◆ Yang Harus Dikerjakan:
A – Jawablah pertanyaan berikut berdasarkan teks perjalanan ke Sabang.
(i) Apa yang diucapkan sopir mobil kepada penulis setelah penulis melewati tikungan tempat segerombolan monyet berada?
(ii) Pukul berapa rombongan memasuki kota Sabang?
(iii) Apa keistimewaan pantai Sumur Tiga?
B – Teruskan teks perjalanan ke Sabang, dimulai setelah kalimat terakhir yang ada.

+++ Teks yang Diberikan +++

Pengalaman yang lucu dan konyol terjadi sewaktu aku menurun jalan kearah Iboih disatu tikungan tajam terlihat segerombolan monyet di jalanan,ditikungan menurun dan tajam itu aku harus perlambat sepeda agar tidak terpleset atau nyelonong ke jurang, lalu beberapa monyet besar berjalan kearahku mengggertakku sambil mengerang memperlihatkan taringnya,aku yang sendirian waktu itu membayangkan akan dikerubuti monyet lalu begitu sepeda melewati tikungan maut tadi aku kayuh sekencang kencangnya beberapa saat kemudian datang mobil dari belakang dan sopirnya menyapaku sambil cekikan "aman pak monyetnya udah pergi" aduh aku jadi malu tapi bersyukur juga karena ada mobil tadi monyetnya ngga jadi mengerubutiku.
Jam 16 sore kami memasuki kota Sabang terlihat dermaga kapal disebelah kiri dan makin jauh lagi kita memasuki jalan Yos sudarso,lalu kami berlima berkunjung ke Polres,kami disuruh tunggu oleh polisi piket lalu tidak berapa lama kemudian bapak petugas piket mempersilahkan kami masuk ke ruangan Kapolres,aku agak kikuk juga mengingat tampilan kami yang sudah kumaĺ dan aroma yang mungkin menyengat di tubuh.
Satu persatu kami disalami oleh Kapolres ibu akbp dra Nurmeiningsih sh,ibu kapoles yang ramah dan candanya menghilangkan kepenatan kami saat itu. Tawaran beliau pada kami untuk menginap dirumah dinasnya beberapa hari langsung kami iyakan,selesai dijamu makan lalu diberi "amplop"....!! Woow luar biasa,bisa beli oleh oleh buat pulang ini bisik kawan kawan,terimakasih entah berapa kali diucapkan kawan kawan saking bahagianya..hehe
kami diantar anggotanya ke rumah dinasnya di Jl.Diponegora.
di rumah Kapolres

Selasa 16 Februari 16
Pagi sehabis ngopi aceh kami diajak oleh petugas jalan jalan  yang akan mengantarkan kami dengan mobil untuk city tour.
Pertama ke Pantai Sabang fair disini kita bisa duduk duduk menyaksikan indahnya samudra hindia serta melihat meriam kuno peninggalan Portugis lalu kami lanjut ke Sabang hill untuk melihat kota sabang dari ketinggian kemudian kami lanjut ke pantai sumur tiga dengan keistimewaannya sumur air tawar yang terletak di pinggir pantai kemudian disekitarnya ada cotage cotage terletak dipinggir cadas jurang yang disambut pantai pasir putih menghadap samudra Hindia yang biru ,kami mampir disebuah cafe dan pesan kopi sambil menikmati samudra yang biru,beberapa turis asing terlihat berbaring malas malasan di teras cottage lalu ada yang pergi ke pantai untuk mandi dan snorkling.

+++ Daftar Materi +++

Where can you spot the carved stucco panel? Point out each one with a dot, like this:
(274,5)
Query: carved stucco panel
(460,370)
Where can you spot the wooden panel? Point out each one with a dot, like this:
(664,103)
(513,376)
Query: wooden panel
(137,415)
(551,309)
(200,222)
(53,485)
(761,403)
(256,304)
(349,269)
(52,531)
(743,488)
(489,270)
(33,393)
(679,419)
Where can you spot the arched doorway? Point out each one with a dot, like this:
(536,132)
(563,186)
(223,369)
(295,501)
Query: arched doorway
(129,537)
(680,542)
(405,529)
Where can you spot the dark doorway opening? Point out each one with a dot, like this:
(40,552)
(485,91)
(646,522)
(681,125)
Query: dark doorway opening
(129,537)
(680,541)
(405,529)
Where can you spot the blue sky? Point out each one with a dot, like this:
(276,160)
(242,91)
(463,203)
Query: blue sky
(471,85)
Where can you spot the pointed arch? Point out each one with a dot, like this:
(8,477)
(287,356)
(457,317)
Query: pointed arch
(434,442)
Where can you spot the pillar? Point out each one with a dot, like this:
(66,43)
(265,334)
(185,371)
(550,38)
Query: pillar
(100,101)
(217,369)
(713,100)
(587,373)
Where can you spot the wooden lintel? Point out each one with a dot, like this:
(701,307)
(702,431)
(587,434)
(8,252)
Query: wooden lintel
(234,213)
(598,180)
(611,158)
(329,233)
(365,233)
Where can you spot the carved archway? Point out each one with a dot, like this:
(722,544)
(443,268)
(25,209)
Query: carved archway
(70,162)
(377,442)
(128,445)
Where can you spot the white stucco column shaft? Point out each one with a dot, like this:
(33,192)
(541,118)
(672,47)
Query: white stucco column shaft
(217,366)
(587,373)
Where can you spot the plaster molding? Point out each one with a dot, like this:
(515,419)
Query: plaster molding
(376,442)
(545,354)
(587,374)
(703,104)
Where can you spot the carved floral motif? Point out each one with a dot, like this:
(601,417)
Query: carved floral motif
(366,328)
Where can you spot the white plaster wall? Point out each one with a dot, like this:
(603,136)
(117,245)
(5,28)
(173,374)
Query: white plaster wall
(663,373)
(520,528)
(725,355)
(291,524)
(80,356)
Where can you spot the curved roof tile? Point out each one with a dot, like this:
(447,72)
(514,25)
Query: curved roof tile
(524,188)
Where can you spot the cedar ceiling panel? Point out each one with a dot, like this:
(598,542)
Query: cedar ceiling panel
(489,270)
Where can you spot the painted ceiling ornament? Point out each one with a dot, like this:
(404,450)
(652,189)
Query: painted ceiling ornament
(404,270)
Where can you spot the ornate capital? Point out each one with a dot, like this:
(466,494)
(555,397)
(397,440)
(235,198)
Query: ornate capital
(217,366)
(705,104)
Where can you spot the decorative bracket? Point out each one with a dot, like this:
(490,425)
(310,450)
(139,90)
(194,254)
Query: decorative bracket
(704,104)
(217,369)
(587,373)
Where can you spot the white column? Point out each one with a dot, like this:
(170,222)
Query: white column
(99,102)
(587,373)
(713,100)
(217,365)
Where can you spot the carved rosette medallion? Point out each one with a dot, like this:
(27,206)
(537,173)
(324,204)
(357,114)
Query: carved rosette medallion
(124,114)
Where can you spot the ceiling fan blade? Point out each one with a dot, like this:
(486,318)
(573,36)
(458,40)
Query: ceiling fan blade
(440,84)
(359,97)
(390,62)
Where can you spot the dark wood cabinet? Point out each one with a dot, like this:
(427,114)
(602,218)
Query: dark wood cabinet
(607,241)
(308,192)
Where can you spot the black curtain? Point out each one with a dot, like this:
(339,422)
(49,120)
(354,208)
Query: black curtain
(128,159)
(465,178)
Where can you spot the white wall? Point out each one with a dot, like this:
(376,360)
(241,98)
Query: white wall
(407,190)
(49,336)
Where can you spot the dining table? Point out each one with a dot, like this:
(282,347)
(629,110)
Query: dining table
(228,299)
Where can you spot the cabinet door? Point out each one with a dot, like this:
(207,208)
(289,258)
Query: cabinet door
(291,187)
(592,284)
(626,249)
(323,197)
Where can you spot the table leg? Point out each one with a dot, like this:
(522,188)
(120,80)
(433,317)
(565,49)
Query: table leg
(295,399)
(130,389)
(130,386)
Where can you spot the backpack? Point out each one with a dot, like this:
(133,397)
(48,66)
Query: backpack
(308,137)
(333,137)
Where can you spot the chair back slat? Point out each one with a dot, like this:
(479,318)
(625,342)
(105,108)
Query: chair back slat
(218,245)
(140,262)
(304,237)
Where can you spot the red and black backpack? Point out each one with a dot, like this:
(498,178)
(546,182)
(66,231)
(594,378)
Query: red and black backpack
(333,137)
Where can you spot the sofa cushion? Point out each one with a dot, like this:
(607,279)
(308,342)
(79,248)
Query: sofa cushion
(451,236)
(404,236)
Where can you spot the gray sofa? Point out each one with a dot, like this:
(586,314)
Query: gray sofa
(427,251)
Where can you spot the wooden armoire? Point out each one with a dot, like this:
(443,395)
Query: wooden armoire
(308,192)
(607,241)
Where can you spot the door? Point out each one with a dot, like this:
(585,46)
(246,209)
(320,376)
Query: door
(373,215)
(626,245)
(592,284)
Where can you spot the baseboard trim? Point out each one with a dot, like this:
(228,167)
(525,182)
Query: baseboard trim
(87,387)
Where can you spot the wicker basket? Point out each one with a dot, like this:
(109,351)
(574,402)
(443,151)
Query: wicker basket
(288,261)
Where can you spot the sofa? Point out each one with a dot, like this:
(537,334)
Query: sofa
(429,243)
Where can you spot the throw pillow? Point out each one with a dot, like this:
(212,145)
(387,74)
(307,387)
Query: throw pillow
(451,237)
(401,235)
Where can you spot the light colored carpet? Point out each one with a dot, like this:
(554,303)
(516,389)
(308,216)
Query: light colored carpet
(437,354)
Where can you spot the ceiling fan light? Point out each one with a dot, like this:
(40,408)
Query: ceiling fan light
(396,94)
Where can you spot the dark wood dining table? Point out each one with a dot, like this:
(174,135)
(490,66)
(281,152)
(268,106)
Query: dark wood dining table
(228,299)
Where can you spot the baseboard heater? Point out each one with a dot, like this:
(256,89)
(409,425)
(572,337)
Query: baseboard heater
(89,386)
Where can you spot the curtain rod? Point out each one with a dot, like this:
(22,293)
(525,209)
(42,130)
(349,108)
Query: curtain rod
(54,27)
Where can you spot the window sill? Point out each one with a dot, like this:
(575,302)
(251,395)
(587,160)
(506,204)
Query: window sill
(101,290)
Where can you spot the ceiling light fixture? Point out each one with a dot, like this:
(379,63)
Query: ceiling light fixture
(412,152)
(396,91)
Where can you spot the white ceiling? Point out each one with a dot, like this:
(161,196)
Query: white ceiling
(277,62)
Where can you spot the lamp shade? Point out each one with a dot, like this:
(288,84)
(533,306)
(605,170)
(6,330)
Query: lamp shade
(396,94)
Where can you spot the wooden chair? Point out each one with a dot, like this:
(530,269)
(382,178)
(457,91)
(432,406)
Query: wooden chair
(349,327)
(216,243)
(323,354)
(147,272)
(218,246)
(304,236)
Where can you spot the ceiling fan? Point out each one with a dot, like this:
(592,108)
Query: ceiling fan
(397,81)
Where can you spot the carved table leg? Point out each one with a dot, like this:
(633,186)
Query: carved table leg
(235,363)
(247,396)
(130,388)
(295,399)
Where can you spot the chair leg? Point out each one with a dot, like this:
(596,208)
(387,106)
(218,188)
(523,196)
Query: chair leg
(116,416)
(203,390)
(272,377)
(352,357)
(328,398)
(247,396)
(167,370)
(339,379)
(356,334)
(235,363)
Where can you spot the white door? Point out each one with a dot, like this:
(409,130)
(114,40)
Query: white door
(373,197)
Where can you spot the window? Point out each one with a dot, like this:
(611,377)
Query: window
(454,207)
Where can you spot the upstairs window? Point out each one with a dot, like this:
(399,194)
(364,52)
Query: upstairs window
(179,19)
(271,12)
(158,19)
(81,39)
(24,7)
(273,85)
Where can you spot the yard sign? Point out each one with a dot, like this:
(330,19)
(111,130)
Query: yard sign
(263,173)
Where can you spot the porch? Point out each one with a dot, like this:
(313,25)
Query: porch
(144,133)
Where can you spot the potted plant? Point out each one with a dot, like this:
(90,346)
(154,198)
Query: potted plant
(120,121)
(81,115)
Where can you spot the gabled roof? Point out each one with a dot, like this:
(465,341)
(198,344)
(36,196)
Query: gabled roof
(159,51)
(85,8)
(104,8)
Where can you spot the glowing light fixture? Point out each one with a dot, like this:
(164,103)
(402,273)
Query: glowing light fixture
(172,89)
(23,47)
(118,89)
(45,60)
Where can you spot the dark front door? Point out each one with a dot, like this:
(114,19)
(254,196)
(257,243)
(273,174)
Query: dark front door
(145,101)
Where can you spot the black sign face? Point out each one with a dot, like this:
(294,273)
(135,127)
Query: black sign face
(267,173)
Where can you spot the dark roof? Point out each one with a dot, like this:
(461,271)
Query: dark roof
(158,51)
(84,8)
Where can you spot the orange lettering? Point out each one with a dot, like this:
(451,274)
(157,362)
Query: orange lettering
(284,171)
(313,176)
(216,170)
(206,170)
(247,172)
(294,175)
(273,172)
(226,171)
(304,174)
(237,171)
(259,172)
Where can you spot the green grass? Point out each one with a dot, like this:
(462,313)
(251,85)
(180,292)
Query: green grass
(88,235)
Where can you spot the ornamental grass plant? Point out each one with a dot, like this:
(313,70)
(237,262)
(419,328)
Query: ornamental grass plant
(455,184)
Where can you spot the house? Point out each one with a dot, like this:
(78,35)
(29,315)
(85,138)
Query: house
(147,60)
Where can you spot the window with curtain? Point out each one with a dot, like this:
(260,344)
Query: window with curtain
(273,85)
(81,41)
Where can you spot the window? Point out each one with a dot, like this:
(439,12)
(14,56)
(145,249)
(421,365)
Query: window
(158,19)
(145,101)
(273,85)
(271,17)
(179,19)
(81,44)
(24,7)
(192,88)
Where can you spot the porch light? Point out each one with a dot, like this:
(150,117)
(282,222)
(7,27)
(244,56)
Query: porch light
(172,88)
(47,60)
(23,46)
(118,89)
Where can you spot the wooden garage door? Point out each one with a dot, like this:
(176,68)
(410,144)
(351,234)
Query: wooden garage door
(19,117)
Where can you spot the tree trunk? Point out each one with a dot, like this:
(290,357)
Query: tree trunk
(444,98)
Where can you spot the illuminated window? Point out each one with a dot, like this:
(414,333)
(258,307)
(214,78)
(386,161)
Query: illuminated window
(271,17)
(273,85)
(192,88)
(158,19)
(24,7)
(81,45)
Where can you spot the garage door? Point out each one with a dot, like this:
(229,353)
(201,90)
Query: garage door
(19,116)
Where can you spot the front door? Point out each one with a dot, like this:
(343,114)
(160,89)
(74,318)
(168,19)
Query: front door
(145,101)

+++

◆ Jawaban yang Diharapkan:
A –
(i) Sopir itu berkata, "aman pak monyetnya udah pergi".
(ii) Rombongan memasuki kota Sabang pada pukul 16 sore.
(iii) Keistimewaannya adalah sumur air tawar yang terletak di pinggir pantai.

B –
Rabu 17 Februari 16.
Subuh di sabang lebih siang jam 05.30 selesai packing kami pamitan pada ibu kapolres lalu beliau menyerahkan certificate kilometer nol. Kami menuju pelabuhan Ferry balohan,jam 8 pagi ferry langsung berangkat menuju Banda Aceh dan sampai di pelabuhan Ulelheu Banda aceh.
Pak yusuf mengontekku bahwa beliau menunggu kami di pelabuhan ferry Ulelheu lalu pak Derry teman Abasri juga menjemputkami,kemudian Heri Santi dan pak Pen semuanya menunggu kedatangan kami terasa istimewa sekali rasanya dijemput seperti itu.
Pak Derry,heri santi dan pak Pen akhirnya menemani kami ke mesium pltd terapung.
Petugas petugas yang ramah menunggu kami di gerbang masuk dan istimewanya memasuki area ini tidak dipungut biaya.
Kedhasyatan gelombang tsunami yang menerpa pesisir utara Banda Aceh pada Bulan Desember 2004 yang lalu ternyata masih meninggalkan jejak. Tidak hanya masih terbayang dalam ingatan, tsunami juga meninggalkan jejak berupa monumen. Monumen yang menjadi peringatan bagi siapapun terhadap dahsyatnya kekuatan alam.


Monumen PLTD

Salah satunya adalah Monumen PLTD (Pembangkit Listrik Tenaga Diesel) Apung di Desa Punge, Blancut, Banda Aceh. Sesuai namanya, kapal ini merupakan sumber tenaga listrik bagi wilayah Ulee Lheue – tempat kapal ini ditambatkan sebelum terjadinya tsunami.
Kapal dengan panjang 63 meter ini mampu menghasilkan daya sebesar 10,5 megawatt. Dengan luas mencapai 1.900 meter persegi dan bobot 2.600 ton, tidak ada yang membayangkan kapal ini dapat bergerak hingga ke tengah Kota Banda Aceh.
Ketika tsunami terjadi pada tanggal 26 Desember 2004, kapal ini terseret gelombang pasang setinggi 9 meter sehingga bergeser ke jantung Kota Banda Aceh sejauh 5 kilometer. Kapal ini terhempas hingga ke tengah-tengah pemukiman warga, tidak jauh dari Museum Tsunami.
Dari 11 orang awak dan beberapa warga yang berada di atas kapal ketika tsunami terjadi, hanya satu orang yang berhasil selamat. Fenomena pergeseran kapal ini menunjukkan kedahsyatan kekuatan gelombang yang menimpa Serambi Makkah kala itu.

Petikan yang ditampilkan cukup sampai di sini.